__Listing__:
──────
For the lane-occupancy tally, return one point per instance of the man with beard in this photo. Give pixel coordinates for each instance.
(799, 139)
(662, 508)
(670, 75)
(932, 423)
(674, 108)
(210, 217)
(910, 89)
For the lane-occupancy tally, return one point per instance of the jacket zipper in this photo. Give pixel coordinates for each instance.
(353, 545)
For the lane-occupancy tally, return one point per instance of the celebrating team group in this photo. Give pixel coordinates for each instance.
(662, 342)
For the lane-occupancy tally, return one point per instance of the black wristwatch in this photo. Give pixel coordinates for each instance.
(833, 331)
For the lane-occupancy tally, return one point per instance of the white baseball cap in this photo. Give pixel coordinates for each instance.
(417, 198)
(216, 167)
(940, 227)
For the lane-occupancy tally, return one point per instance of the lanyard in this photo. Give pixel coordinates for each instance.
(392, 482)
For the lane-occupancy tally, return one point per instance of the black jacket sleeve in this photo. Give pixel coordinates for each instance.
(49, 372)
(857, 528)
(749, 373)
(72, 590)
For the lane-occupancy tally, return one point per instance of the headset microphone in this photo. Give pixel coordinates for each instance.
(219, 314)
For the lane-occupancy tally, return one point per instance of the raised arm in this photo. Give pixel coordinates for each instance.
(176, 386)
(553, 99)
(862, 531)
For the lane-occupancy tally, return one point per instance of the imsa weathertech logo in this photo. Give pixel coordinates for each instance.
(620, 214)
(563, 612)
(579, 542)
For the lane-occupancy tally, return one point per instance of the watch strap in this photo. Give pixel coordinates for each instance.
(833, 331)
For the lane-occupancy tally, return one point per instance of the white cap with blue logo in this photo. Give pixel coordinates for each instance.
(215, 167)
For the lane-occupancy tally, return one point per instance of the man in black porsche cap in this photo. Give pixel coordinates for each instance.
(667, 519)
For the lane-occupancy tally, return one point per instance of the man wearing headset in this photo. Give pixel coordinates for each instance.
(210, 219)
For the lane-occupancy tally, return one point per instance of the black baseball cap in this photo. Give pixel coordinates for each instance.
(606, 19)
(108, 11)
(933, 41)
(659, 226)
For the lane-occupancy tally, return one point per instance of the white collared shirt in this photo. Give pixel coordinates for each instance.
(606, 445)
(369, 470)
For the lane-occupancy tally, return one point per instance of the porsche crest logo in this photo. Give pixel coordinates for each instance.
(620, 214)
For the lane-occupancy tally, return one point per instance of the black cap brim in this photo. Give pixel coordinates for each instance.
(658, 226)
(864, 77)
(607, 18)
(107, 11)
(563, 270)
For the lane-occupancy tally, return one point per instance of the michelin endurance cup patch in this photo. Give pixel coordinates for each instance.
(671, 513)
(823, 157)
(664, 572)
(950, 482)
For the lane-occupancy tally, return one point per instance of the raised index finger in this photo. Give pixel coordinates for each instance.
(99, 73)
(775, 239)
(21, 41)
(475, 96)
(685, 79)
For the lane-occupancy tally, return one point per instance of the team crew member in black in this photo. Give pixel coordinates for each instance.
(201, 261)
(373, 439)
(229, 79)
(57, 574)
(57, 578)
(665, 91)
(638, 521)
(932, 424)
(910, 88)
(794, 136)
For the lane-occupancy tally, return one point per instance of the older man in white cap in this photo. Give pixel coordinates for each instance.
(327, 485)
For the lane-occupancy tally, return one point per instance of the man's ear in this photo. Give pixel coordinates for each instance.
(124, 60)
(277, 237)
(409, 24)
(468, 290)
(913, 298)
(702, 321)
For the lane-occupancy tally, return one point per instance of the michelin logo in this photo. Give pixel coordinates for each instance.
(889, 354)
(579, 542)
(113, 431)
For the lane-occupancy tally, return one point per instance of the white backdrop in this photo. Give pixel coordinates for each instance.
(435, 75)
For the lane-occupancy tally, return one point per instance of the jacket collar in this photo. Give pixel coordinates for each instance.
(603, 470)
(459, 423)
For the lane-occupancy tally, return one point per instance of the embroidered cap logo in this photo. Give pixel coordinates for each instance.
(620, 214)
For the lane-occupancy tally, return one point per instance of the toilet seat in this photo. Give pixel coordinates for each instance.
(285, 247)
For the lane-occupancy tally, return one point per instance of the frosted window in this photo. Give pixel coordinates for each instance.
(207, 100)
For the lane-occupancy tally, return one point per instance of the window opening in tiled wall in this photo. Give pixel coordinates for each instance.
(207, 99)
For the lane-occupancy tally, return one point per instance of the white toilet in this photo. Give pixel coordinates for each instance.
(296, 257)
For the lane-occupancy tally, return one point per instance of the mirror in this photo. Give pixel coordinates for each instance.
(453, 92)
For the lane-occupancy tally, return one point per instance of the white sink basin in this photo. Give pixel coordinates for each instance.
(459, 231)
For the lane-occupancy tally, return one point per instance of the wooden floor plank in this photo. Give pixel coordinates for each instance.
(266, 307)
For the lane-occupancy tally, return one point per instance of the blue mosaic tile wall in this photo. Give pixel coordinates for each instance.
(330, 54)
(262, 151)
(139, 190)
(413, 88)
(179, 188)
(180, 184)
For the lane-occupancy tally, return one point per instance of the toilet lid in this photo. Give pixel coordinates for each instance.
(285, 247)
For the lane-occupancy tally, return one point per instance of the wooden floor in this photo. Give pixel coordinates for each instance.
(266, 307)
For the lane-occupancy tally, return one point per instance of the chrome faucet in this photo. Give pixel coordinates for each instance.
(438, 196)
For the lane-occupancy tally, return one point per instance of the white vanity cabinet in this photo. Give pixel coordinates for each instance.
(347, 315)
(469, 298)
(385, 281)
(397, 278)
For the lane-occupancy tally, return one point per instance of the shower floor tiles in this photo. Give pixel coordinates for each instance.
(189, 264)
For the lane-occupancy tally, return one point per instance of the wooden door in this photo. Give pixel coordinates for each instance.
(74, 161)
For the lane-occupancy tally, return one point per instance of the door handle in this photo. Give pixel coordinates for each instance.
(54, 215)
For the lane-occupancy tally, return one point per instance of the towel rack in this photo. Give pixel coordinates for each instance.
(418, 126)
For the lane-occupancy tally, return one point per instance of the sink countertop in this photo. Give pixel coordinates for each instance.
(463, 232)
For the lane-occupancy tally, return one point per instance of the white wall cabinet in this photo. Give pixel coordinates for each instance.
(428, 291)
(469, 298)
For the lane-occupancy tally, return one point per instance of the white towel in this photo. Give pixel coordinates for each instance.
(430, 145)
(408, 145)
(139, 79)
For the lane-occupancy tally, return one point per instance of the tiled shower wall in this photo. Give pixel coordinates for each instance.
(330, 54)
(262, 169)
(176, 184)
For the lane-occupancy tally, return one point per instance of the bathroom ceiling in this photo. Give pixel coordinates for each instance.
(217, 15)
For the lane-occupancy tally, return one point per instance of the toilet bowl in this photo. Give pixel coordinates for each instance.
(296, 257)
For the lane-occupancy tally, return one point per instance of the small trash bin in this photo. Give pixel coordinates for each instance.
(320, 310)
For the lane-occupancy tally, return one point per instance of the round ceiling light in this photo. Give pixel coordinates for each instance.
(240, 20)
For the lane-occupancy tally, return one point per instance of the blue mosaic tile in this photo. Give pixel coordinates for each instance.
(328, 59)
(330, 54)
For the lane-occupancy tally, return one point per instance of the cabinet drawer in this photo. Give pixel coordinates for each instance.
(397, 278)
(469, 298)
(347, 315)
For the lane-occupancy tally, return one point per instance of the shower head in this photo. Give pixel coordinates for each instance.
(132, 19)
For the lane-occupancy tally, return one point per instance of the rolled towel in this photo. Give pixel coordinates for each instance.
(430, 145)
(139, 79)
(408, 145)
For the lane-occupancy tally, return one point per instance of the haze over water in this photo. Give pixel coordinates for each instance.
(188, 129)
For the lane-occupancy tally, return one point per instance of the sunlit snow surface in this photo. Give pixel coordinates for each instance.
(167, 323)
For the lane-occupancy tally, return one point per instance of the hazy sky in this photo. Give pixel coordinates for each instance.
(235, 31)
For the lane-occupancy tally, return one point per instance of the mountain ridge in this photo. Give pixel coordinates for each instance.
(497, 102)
──────
__Work to complete__:
Quote exactly what appears from the line containing "the white towel" through the final line of the listing above, including both of those lines.

__Response to the task__:
For the lane-occupancy tally, return one point per instance of the white towel in this photo. Give pixel coordinates for each instance.
(430, 145)
(408, 145)
(139, 79)
For the lane-occupancy tally, return one point per instance of the tiled shower wall in this photo. Give pixel coordinates for each instance.
(330, 54)
(262, 169)
(176, 184)
For the lane-occupancy tally, return one point per instance of the bathroom ceiling in this photo. Give pixel coordinates for each instance.
(217, 15)
For the lane-occupancy tally, return one point per instance of the toilet bowl in this photo. Give pixel coordinates for each instance.
(296, 257)
For the lane-occupancy tally, return one point per instance of the small trash bin in this photo. Give pixel coordinates for each instance.
(320, 310)
For the lane-occupancy tally, return one point per instance of the round ceiling light in this photo. Give pixel coordinates for each instance.
(240, 20)
For the lane-occupancy tally, return one point per instance of the blue mosaic tile in this photo. Give pixel coordinates for each instance.
(328, 59)
(330, 54)
For the lane-occupancy tally, return one point per instance of the cabinet drawer in this photo. Give pixel coordinates for each instance.
(397, 278)
(469, 298)
(347, 315)
For the lane-occupancy tally, return one point per instance of the shower head in this photo. Give pixel coordinates for each instance.
(132, 19)
For the lane-occupancy tally, return one point per instance of the rolled towel in this photo. Give pixel coordinates for each instance.
(430, 145)
(139, 79)
(408, 145)
For the lane-occupancy tally, return one point per instance of the haze over water in this photo. Give pixel coordinates for each instance.
(188, 129)
For the lane-occupancy tally, return one point per instance of the sunlit snow surface in this photo. Give pixel coordinates for each instance.
(167, 323)
For the lane-occupancy tally, return one point per instance of the hazy sky in this photo. Give pixel coordinates for each instance.
(235, 31)
For the lane-occupancy tally, return one point per instance of the mountain ridge in this photo. Give pixel coordinates for each instance.
(497, 102)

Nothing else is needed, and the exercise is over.